• [What you should do]: Every line of the listing is to be printed again exactly.

• [Entries supplied]:
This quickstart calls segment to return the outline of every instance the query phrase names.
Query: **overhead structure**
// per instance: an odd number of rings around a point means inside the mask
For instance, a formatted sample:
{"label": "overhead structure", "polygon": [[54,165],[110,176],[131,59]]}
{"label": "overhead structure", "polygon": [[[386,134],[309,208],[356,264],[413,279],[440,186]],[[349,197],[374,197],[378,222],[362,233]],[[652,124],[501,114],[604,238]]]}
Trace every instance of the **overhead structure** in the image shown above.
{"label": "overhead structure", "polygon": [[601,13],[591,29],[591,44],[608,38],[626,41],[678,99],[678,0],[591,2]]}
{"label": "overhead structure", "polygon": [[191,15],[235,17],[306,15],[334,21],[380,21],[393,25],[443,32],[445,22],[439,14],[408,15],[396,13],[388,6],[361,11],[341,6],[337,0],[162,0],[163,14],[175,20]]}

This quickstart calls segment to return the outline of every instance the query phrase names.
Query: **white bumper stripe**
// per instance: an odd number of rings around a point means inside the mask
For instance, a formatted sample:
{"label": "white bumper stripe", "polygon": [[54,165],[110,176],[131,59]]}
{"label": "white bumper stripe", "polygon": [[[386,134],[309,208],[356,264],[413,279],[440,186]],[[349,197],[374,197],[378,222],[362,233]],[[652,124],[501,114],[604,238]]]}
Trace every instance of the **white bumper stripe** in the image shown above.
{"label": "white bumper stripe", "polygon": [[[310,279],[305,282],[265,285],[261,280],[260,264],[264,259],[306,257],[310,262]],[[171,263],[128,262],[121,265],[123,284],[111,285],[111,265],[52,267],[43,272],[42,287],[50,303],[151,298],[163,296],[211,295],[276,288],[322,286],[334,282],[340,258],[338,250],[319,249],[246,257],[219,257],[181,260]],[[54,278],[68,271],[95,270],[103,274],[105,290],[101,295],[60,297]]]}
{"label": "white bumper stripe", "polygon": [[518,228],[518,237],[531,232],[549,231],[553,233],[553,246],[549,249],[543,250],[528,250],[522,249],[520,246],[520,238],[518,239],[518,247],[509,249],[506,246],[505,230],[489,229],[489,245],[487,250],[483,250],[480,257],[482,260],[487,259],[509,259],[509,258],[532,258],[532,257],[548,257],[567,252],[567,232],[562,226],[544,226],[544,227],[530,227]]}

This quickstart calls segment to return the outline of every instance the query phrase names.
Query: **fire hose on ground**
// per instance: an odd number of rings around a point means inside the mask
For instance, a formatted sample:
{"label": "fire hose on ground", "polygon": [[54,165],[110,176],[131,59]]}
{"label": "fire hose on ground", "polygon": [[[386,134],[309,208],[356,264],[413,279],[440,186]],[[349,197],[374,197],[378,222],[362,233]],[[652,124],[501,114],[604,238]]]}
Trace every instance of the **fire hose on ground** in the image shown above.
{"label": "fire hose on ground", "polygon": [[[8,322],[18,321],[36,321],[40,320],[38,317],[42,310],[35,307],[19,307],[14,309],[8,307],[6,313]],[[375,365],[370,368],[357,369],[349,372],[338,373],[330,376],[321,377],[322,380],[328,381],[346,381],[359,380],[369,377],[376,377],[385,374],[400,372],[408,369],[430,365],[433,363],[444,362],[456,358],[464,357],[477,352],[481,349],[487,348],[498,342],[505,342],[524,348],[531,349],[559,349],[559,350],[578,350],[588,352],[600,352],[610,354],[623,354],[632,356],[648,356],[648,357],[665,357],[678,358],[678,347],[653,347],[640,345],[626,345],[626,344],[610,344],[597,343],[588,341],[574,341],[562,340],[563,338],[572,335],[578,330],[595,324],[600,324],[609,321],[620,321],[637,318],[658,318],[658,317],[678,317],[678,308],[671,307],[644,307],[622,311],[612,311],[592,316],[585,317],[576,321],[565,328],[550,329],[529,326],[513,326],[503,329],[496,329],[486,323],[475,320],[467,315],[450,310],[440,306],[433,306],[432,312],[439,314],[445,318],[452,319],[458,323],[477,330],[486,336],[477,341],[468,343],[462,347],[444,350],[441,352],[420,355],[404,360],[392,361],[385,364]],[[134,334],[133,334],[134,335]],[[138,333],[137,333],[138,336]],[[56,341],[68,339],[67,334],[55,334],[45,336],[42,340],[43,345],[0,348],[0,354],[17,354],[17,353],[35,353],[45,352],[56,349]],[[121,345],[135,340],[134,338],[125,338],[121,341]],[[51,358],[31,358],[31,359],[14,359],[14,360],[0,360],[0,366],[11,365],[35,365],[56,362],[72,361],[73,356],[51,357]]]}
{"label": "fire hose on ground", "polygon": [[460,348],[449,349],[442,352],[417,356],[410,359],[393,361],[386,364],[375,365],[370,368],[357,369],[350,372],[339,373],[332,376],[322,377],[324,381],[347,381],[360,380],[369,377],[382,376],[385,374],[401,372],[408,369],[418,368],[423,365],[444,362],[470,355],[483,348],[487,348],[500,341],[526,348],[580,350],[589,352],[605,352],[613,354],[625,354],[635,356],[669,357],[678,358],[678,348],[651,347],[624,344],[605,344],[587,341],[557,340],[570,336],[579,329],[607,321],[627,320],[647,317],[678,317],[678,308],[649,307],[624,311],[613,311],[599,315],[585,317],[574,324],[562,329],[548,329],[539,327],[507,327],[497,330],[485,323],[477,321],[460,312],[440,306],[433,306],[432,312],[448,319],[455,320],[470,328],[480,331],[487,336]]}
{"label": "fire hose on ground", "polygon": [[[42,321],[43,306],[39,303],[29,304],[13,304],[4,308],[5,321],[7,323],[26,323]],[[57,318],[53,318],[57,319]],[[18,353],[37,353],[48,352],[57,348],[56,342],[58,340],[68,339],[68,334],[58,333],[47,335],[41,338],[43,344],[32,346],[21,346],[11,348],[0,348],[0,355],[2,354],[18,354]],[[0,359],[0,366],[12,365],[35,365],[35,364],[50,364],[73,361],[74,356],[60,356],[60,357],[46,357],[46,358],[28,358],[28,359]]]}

• [Written solution]:
This quickstart calls segment to return the outline of every instance the query phrase names.
Query: **overhead structure**
// per instance: an odd number of rings around a point means inside the mask
For instance, a formatted sample:
{"label": "overhead structure", "polygon": [[54,165],[110,176],[131,59]]}
{"label": "overhead structure", "polygon": [[[386,134],[309,208],[356,264],[413,279],[440,186]],[[349,197],[374,197],[378,222],[362,233]],[[652,124],[501,114],[604,238]]]}
Trace every instance of the **overhead structure** in the image shown above.
{"label": "overhead structure", "polygon": [[601,13],[591,29],[591,44],[608,38],[626,41],[678,99],[678,0],[591,2]]}
{"label": "overhead structure", "polygon": [[191,15],[235,17],[306,15],[334,21],[380,21],[393,25],[443,32],[445,22],[439,14],[408,15],[396,13],[388,6],[361,11],[341,6],[337,0],[162,0],[163,14],[175,20]]}

This quickstart calls segment to return the outline of every instance the query phrase names.
Query: **white bumper stripe**
// per instance: an odd number of rings around a point means inside the mask
For instance, a formatted sample:
{"label": "white bumper stripe", "polygon": [[54,165],[110,176],[131,59]]}
{"label": "white bumper stripe", "polygon": [[[386,134],[309,208],[356,264],[413,279],[440,186]],[[349,197],[374,197],[378,222],[362,233]],[[652,124],[501,114],[604,238]]]}
Trace every instance of the **white bumper stripe** in the image shown above.
{"label": "white bumper stripe", "polygon": [[[310,279],[305,282],[265,285],[261,280],[260,264],[264,259],[306,257],[310,262]],[[171,263],[128,262],[121,265],[123,284],[111,285],[111,265],[52,267],[43,272],[42,287],[50,303],[151,298],[163,296],[211,295],[276,288],[322,286],[334,282],[340,258],[338,250],[319,249],[246,257],[219,257],[181,260]],[[54,278],[68,271],[95,270],[103,274],[105,290],[101,295],[60,297]]]}
{"label": "white bumper stripe", "polygon": [[518,228],[518,237],[531,232],[549,231],[553,233],[553,246],[549,249],[543,250],[528,250],[522,249],[520,246],[520,238],[518,239],[518,247],[509,249],[506,246],[505,230],[489,229],[489,245],[487,250],[483,250],[480,257],[482,260],[487,259],[509,259],[509,258],[532,258],[532,257],[548,257],[567,252],[567,232],[562,226],[544,226],[544,227],[530,227]]}

This quickstart calls segment to return the outline of every instance the query phrase names.
Query: **fire hose on ground**
// per instance: an odd number of rings around a point means inside the mask
For instance, a formatted sample:
{"label": "fire hose on ground", "polygon": [[54,165],[110,176],[131,59]]}
{"label": "fire hose on ground", "polygon": [[[386,134],[309,208],[356,264],[413,279],[440,186]],[[349,197],[374,197],[378,222],[362,233]],[[652,124],[501,114],[604,238]]]}
Trace every instance of the **fire hose on ground** in the image shown above.
{"label": "fire hose on ground", "polygon": [[[8,322],[18,321],[36,321],[40,320],[38,317],[42,310],[35,307],[19,307],[14,309],[8,307],[6,313]],[[375,365],[370,368],[357,369],[349,372],[338,373],[330,376],[321,377],[322,380],[328,381],[346,381],[359,380],[369,377],[376,377],[385,374],[400,372],[408,369],[430,365],[433,363],[444,362],[456,358],[464,357],[477,352],[481,349],[487,348],[498,342],[505,342],[524,348],[531,349],[559,349],[559,350],[578,350],[588,352],[600,352],[610,354],[623,354],[632,356],[648,356],[648,357],[665,357],[678,358],[678,347],[653,347],[640,345],[626,345],[626,344],[610,344],[597,343],[588,341],[574,341],[562,340],[563,338],[572,335],[578,330],[595,324],[600,324],[609,321],[620,321],[637,318],[658,318],[658,317],[678,317],[678,308],[671,307],[644,307],[622,311],[612,311],[592,316],[585,317],[576,321],[565,328],[550,329],[529,326],[513,326],[503,329],[496,329],[486,323],[475,320],[467,315],[450,310],[440,306],[433,306],[432,312],[439,314],[445,318],[452,319],[458,323],[477,330],[486,336],[477,341],[468,343],[462,347],[444,350],[441,352],[420,355],[404,360],[392,361],[385,364]],[[134,334],[133,334],[134,335]],[[138,333],[137,333],[138,336]],[[56,341],[68,339],[67,334],[55,334],[45,336],[42,340],[43,345],[0,348],[0,354],[17,354],[17,353],[35,353],[45,352],[56,349]],[[121,345],[135,340],[134,338],[125,338],[121,341]],[[51,358],[31,358],[31,359],[14,359],[14,360],[0,360],[0,366],[11,365],[35,365],[56,362],[72,361],[73,356],[51,357]]]}
{"label": "fire hose on ground", "polygon": [[460,348],[449,349],[442,352],[417,356],[410,359],[393,361],[386,364],[375,365],[370,368],[357,369],[350,372],[339,373],[332,376],[322,377],[324,381],[347,381],[360,380],[369,377],[382,376],[385,374],[401,372],[408,369],[418,368],[423,365],[444,362],[470,355],[483,348],[487,348],[500,341],[526,348],[580,350],[589,352],[605,352],[613,354],[625,354],[635,356],[669,357],[678,358],[678,348],[651,347],[624,344],[605,344],[587,341],[557,340],[570,336],[579,329],[607,321],[627,320],[647,317],[678,317],[678,308],[649,307],[624,311],[613,311],[599,315],[585,317],[574,324],[562,329],[548,329],[539,327],[507,327],[497,330],[485,323],[477,321],[460,312],[440,306],[433,306],[432,312],[448,319],[455,320],[470,328],[480,331],[487,336]]}
{"label": "fire hose on ground", "polygon": [[[42,321],[43,306],[39,303],[29,304],[13,304],[4,308],[5,321],[7,323],[26,323]],[[57,318],[53,318],[57,319]],[[18,353],[37,353],[48,352],[57,348],[56,342],[58,340],[68,339],[68,334],[58,333],[47,335],[41,338],[43,344],[32,346],[21,346],[11,348],[0,348],[0,355],[2,354],[18,354]],[[0,359],[0,366],[12,365],[35,365],[35,364],[50,364],[73,361],[74,356],[60,356],[60,357],[46,357],[46,358],[28,358],[28,359]]]}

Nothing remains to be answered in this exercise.